[DATA EXCERPTS Boundary: Start]
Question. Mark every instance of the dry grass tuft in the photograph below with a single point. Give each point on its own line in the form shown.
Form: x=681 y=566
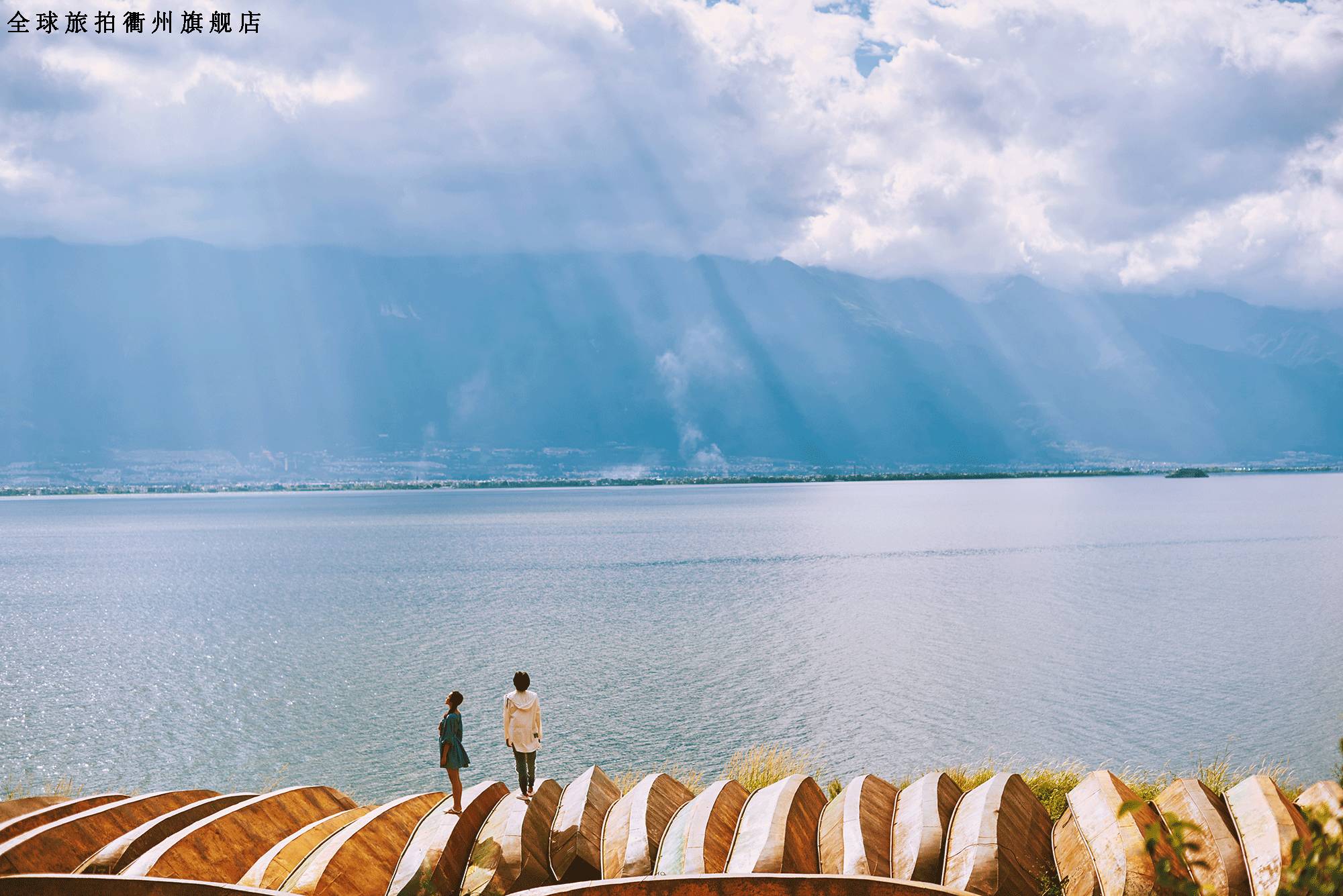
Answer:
x=761 y=766
x=26 y=787
x=1052 y=781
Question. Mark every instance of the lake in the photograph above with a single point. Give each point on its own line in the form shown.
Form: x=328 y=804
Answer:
x=238 y=642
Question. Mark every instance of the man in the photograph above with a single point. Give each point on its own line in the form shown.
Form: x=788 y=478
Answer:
x=523 y=730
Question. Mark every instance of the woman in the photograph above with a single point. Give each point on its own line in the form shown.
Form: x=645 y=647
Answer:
x=523 y=730
x=452 y=756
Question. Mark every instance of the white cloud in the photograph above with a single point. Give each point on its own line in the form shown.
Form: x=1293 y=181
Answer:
x=1156 y=145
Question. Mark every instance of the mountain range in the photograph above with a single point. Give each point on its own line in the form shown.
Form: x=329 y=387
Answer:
x=700 y=364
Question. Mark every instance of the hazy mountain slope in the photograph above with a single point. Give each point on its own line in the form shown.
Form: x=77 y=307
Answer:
x=177 y=345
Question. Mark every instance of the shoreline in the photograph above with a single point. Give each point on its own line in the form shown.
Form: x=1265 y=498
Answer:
x=598 y=482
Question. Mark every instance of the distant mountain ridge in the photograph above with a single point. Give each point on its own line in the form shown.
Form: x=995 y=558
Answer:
x=694 y=364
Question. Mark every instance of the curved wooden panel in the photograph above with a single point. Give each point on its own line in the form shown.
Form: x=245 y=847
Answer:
x=1117 y=844
x=280 y=862
x=21 y=826
x=1076 y=873
x=577 y=832
x=999 y=843
x=855 y=835
x=1326 y=799
x=436 y=858
x=718 y=886
x=747 y=886
x=224 y=847
x=636 y=824
x=24 y=805
x=362 y=856
x=131 y=846
x=700 y=834
x=1224 y=866
x=118 y=886
x=65 y=844
x=511 y=851
x=1267 y=826
x=919 y=834
x=778 y=830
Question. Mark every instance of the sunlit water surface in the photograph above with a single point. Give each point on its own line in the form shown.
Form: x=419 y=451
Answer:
x=256 y=640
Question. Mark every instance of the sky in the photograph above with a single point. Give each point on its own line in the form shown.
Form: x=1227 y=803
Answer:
x=1089 y=144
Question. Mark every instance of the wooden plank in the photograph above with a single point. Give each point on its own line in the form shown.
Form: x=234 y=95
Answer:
x=919 y=834
x=62 y=846
x=280 y=862
x=999 y=843
x=700 y=835
x=436 y=858
x=1325 y=799
x=1224 y=866
x=577 y=832
x=698 y=886
x=636 y=824
x=778 y=830
x=224 y=847
x=24 y=805
x=118 y=886
x=1115 y=843
x=21 y=826
x=511 y=852
x=855 y=835
x=1072 y=860
x=362 y=856
x=1267 y=826
x=131 y=846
[DATA EXCERPTS Boundary: End]
§ WHAT IS NEEDED: All lines from the line containing "Question. Mark every instance of the wooden" through the last line of the data are to be repeated exactly; no other line belongs in the answer.

§ ANSWER BOX:
Question. Mark every instance of the wooden plank in the photograph above with a single point. Give each point on its own line in the form shown.
Form: x=234 y=95
Answer:
x=919 y=834
x=62 y=846
x=280 y=862
x=999 y=843
x=700 y=835
x=436 y=858
x=1325 y=799
x=1224 y=866
x=577 y=832
x=698 y=886
x=636 y=824
x=778 y=830
x=224 y=847
x=24 y=805
x=118 y=886
x=1115 y=843
x=21 y=826
x=511 y=852
x=855 y=835
x=1072 y=860
x=362 y=856
x=1267 y=826
x=131 y=846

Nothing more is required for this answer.